- _AIM OF THE TASK_
Copy the entries below word for word, starting at the line containing "of the paraglider" and continuing through the last line of the entries.
-- Start --
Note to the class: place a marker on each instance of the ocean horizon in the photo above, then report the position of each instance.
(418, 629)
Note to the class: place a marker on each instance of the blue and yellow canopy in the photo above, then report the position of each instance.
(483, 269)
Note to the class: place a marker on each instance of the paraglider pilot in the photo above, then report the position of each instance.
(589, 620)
-- End --
- _WRITTEN ANSWER_
Note to the class: place a marker on each instance of the paraglider pilot in the photo above, then report the position of each instance.
(589, 620)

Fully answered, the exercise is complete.